*Your task:* Copy out the listing in full, exactly as written, but not its pictures.

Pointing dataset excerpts
□ □ □ □ □

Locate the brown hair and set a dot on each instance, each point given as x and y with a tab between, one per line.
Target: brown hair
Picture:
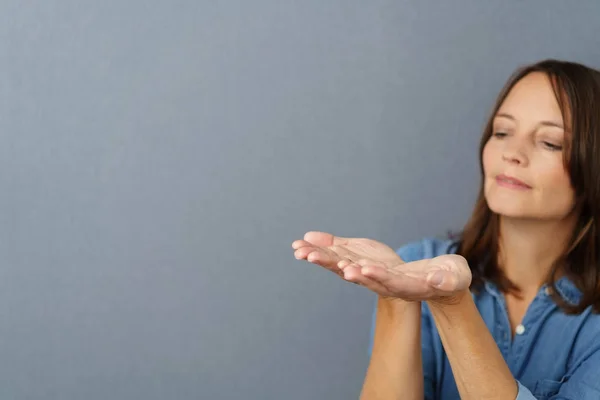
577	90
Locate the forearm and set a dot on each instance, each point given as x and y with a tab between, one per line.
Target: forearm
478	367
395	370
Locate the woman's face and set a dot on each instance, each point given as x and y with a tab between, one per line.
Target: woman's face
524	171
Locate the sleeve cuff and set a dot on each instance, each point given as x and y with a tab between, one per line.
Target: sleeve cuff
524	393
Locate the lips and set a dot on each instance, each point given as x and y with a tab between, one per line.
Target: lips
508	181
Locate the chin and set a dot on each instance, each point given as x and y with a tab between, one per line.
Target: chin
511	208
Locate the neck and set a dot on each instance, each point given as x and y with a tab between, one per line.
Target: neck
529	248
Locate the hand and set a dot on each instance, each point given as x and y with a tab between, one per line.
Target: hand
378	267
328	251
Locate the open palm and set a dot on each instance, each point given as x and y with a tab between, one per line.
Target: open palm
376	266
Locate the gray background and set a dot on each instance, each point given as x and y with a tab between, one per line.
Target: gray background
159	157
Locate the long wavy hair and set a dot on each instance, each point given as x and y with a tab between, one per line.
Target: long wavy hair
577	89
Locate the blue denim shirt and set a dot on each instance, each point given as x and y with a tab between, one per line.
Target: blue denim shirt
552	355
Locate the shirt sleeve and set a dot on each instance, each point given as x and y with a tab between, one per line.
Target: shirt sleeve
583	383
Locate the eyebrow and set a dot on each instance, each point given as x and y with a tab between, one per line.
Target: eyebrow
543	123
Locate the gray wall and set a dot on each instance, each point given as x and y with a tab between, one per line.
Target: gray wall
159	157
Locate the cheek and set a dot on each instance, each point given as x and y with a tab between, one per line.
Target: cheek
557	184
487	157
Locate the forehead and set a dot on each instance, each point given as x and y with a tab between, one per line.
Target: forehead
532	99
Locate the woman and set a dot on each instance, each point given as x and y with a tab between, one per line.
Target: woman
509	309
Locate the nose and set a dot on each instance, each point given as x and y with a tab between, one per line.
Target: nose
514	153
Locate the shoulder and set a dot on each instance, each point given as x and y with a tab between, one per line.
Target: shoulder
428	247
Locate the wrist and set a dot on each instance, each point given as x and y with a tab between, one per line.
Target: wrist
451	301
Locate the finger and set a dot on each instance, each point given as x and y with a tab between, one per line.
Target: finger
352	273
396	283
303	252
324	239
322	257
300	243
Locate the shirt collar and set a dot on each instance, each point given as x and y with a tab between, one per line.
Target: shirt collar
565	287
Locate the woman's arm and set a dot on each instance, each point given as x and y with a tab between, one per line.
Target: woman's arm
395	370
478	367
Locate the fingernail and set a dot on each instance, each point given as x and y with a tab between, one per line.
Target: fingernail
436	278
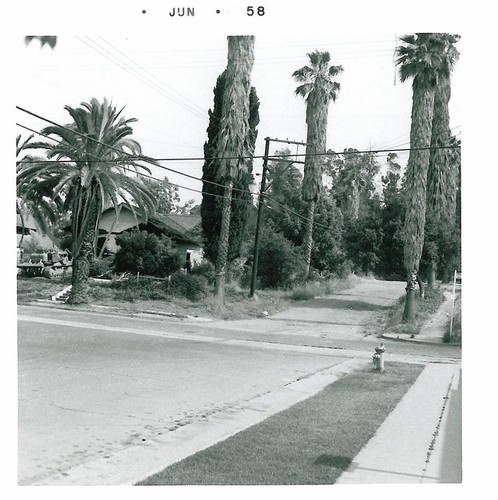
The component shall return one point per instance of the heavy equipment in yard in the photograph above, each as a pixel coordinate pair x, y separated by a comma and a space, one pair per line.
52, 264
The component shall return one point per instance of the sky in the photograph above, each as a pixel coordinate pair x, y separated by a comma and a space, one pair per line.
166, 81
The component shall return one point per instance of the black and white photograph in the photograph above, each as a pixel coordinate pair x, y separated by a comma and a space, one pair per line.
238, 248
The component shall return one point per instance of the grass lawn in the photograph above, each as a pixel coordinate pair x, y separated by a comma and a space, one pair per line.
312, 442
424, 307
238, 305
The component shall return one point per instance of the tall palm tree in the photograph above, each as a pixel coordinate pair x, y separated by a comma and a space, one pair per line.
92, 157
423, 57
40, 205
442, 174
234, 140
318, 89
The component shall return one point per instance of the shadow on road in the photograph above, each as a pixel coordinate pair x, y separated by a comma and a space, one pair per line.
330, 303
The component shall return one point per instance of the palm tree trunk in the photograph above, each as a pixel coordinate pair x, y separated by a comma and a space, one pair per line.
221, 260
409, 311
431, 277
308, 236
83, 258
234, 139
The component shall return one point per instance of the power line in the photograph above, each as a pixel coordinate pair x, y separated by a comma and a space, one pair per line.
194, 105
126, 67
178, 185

□ □ □ □ □

*Answer for the task:*
Locate the brown hair and set a dot on each instance, each point given as x and y with a tab between, one per line.
Target: brown hair
Picture:
577	90
Locate the forearm and set a dot on each instance, each point given as x and y with a tab between, one per line.
Target: forearm
478	367
395	370
Locate the woman's face and set a dot on each instance, each point given as x and y with a tab between, one per line.
Target: woman's face
524	171
Locate the sleeve cuff and set a dot on each instance, each point given as x and y with a tab between, one per line.
Target: sleeve cuff
524	393
Locate the lips and set a dot on each instance, each point given as x and y with a tab between, one per line.
Target: lips
508	181
Locate the chin and set a dot on each instance, each point given as x and y with a tab between, one per line.
Target: chin
511	208
Locate the neck and set a dot on each instance, each point given as x and y with a tab between, one per line.
Target: neck
529	248
Locate the hand and set a dot on each instance, each point given as x and y with a tab between, one per line.
Target: hand
378	267
328	251
Locate the open palm and set a dot on each instance, each point given as x and y with a tab between, one per line.
Target: open palm
376	266
Locate the gray background and set a dot on each instance, each point given as x and y with a tab between, one per line.
Target: gray background
159	157
Locate the long wavy hair and set a dot on each instance, each point given as x and y with a tab between, one per line.
Target: long wavy hair
577	89
Locate the blue denim shirt and set a dot on each instance, each point given as x and y with a tab between, one per line.
Target: blue denim shirt
552	355
Locate the shirt sleeve and set a dot on each instance, each point given as x and y with a tab between, one per line.
Target: shirt sleeve
583	383
Locate the eyebrow and set a dot on each instance, each point given as x and y with a tab between, one per line.
Target: eyebrow
543	123
Locate the gray wall and set a dot on each instance, each point given as x and y with a tab between, one per line.
Target: gray wall
159	157
Locate the cheek and set a dot on each instance, each point given as x and y with a tab between, one per line.
Target: cheek
557	184
487	157
Locate the forehead and set a dot on each instance, each point given as x and y with a tab between, one per line.
Target: forehead
532	99
Locate the woman and set a dot on each instance, each point given as x and y with a tab between, one per line.
Target: woman
509	309
Locate the nose and set a dot on each instance, each point given as x and y with a tab between, one per line.
Target: nose
514	153
Locate the shoulder and set a dot on each instance, each point given as x and y with a tab between, one per line.
Target: shoulder
428	247
Locate the wrist and set a dot on each instance, each point given as x and y with a tab between, one per line.
Target: wrist
451	301
Locate the finger and set a dot on each instance, each point given as x and y with a tab between, one per line.
Target: finger
352	273
396	283
303	252
324	239
322	257
300	243
Locate the shirt collar and set a dot on each instance, each point given as x and y with a tab between, one per line.
Target: shirt collar
565	287
Locate the woman's arm and set a dot on each instance, each point given as x and y with a tab between, one per line.
Target: woman's arm
395	370
478	367
Locate the fingernail and set a dot on each instance, each point given as x and y with a tab between, one per line.
Target: fingernail
436	278
The component shall return one point per instance of the heavy equipment in yard in the photograph above, each as a pixel coordinate pair x, y separated by a comma and a space, one pair per line.
52, 264
The component shall return one point per instance of the sky in the photograph above, each as a pixel coordinate pair x, y separated by a comma and a space, one pair per line.
166, 81
The component shall return one point per instance of the black and white photograph in the photograph above, each as a pixel coordinate pair x, y separated by a comma and a space, one pair per line.
238, 248
The component shall return one point per instance of the grass lawn in the photograph above, each as a pixel coordinate pair x, y separated by a comma and a space, one pair per line.
312, 442
424, 307
238, 305
The component shall return one point per instance of the tall palm tree in the photograph above, each as a pixel coordinate pair x, y separated by a comma and a space, one pair per line.
92, 157
423, 57
40, 205
442, 174
234, 140
318, 89
The component shall return one point per instance of the shadow on road in the photograph above, each as a pixel coordinate pair x, y separated by a comma and a space, one pair per line.
330, 303
The component shall return one point per instance of the palm tree trunk in the photograph above, each as a pixel coordinate pair x, y separated by a comma and a space, one pair per line.
221, 260
409, 311
431, 277
308, 236
83, 258
234, 139
The component shall return one point per instance of the power line in the photograph above, each as a pixel coordinate pair x, y separated by a comma and a space, one pair per line.
194, 105
126, 67
178, 185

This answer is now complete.